SHORT EXERCISE. Count how many lines in the material below contain the string "window". Give only the number.

Records of labeled points
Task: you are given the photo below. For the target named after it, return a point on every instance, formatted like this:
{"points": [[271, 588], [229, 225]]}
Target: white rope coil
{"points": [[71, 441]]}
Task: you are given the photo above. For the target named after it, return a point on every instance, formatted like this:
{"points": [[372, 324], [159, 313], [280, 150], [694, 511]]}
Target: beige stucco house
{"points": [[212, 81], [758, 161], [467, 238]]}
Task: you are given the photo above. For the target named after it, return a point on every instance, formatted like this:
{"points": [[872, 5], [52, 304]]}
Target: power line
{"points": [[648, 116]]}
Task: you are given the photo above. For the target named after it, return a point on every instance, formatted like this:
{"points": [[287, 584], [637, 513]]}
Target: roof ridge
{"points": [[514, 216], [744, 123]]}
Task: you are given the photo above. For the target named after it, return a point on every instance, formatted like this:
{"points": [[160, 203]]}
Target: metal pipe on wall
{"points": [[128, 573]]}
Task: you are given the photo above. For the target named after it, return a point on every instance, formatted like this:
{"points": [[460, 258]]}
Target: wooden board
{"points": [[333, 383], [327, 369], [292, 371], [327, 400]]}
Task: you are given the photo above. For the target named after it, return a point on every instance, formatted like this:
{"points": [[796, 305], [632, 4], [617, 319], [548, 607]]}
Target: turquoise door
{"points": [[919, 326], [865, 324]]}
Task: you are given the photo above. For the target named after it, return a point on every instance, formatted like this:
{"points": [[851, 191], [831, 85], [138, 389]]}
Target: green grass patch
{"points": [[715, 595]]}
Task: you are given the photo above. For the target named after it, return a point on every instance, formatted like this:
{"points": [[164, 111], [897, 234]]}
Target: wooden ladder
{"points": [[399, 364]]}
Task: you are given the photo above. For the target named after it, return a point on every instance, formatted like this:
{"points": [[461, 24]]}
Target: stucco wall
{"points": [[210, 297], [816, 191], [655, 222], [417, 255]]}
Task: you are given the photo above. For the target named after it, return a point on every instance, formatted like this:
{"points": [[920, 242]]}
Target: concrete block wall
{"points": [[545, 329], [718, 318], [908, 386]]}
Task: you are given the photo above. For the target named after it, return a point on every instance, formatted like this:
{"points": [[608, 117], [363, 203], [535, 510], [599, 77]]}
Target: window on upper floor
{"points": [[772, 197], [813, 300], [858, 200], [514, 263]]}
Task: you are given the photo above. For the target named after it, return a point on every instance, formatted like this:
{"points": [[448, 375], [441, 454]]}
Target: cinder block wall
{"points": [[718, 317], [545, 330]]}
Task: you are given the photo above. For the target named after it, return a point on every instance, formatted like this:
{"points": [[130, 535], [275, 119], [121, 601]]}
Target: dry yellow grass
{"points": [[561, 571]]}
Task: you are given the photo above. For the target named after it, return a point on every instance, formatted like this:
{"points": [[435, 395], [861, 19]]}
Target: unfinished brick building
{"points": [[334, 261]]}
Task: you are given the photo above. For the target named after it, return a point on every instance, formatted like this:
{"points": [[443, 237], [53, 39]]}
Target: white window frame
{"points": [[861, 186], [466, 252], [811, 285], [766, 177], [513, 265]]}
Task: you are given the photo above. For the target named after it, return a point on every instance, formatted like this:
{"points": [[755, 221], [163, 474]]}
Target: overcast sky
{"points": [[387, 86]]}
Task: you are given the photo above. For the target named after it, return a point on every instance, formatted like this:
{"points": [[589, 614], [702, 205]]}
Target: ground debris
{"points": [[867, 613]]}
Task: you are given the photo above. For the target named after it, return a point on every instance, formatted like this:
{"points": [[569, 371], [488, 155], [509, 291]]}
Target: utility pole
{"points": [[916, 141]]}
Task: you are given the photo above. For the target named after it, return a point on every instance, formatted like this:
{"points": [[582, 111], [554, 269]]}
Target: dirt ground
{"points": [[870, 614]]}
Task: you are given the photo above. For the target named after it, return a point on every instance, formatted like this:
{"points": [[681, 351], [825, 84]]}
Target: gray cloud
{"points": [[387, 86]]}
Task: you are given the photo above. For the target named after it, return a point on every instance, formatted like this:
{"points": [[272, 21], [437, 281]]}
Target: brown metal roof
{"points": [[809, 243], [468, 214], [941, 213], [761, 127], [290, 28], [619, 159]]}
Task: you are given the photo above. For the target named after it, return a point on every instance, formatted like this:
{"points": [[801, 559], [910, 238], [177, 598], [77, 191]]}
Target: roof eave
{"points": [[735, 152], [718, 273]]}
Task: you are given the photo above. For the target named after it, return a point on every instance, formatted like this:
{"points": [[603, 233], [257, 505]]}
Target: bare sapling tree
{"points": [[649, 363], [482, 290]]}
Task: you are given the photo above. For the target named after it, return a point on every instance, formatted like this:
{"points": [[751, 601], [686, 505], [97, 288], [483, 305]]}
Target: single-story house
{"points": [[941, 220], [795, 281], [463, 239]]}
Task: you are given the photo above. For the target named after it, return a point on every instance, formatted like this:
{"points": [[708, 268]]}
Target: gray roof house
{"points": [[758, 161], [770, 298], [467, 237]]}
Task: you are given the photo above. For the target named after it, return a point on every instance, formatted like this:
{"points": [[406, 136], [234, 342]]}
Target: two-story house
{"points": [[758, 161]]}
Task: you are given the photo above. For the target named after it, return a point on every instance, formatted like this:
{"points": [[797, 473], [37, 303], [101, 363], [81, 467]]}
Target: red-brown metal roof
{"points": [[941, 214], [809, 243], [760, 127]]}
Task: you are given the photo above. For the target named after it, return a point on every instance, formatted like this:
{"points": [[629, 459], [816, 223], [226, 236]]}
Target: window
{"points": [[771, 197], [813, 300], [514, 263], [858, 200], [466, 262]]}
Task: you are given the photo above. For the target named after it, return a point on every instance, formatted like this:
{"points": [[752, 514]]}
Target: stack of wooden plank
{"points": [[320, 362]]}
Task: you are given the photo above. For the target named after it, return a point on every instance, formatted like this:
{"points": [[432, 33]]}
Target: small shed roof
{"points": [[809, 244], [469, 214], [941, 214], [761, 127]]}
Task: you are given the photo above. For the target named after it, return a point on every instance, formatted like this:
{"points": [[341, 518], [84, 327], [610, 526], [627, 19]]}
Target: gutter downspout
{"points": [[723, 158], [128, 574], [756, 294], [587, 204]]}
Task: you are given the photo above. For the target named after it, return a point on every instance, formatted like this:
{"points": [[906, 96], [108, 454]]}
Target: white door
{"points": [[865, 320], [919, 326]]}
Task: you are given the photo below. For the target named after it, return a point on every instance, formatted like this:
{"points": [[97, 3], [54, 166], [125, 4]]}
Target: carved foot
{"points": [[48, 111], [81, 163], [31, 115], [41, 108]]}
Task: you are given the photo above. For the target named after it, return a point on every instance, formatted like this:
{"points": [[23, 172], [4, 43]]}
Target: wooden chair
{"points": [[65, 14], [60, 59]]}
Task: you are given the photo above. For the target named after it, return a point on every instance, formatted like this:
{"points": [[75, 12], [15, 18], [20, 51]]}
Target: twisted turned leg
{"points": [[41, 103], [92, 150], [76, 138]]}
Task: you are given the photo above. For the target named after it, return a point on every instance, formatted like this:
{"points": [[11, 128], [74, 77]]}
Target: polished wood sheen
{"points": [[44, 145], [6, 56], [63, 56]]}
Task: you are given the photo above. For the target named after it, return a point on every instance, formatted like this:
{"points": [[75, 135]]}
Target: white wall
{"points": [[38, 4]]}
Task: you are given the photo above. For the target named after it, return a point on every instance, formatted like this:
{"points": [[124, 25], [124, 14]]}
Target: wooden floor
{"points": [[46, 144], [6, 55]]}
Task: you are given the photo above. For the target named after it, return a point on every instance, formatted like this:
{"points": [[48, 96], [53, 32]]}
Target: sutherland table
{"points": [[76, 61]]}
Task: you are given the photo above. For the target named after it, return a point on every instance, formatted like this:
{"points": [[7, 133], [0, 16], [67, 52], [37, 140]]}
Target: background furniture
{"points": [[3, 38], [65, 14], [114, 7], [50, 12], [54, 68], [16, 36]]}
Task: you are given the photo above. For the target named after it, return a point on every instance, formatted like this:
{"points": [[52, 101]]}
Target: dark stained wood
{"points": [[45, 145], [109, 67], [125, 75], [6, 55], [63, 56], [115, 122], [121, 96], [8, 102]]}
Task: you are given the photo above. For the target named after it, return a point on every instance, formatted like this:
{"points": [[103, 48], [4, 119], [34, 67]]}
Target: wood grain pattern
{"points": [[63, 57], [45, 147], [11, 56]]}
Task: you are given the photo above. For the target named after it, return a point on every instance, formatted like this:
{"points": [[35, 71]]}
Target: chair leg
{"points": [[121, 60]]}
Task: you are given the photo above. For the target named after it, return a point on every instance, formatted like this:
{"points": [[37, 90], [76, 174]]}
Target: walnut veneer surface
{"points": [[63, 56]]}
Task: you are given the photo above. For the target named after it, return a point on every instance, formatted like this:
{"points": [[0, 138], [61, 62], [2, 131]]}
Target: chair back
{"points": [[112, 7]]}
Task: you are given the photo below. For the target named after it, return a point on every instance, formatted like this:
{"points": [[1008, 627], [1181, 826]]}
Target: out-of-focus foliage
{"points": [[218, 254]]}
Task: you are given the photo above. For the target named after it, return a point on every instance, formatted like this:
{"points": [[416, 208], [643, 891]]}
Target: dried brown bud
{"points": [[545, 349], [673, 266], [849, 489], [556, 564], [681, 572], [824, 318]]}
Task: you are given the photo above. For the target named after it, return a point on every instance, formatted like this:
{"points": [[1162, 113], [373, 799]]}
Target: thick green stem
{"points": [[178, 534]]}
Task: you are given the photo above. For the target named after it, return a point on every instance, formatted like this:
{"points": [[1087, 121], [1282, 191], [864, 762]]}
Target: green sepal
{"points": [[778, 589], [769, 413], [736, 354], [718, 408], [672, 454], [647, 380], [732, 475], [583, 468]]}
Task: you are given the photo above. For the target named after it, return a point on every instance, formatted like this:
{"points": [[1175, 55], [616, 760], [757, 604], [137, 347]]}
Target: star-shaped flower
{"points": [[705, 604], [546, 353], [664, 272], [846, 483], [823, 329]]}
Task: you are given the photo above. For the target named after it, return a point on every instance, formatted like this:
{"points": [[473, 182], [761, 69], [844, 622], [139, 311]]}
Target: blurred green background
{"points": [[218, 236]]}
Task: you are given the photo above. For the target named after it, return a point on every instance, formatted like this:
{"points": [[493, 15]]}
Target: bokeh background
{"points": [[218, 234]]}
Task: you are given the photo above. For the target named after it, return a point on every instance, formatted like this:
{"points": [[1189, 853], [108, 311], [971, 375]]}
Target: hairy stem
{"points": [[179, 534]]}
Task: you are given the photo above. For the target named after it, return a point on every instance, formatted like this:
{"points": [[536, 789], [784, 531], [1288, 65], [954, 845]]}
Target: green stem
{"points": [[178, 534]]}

RIGHT ANSWER. 3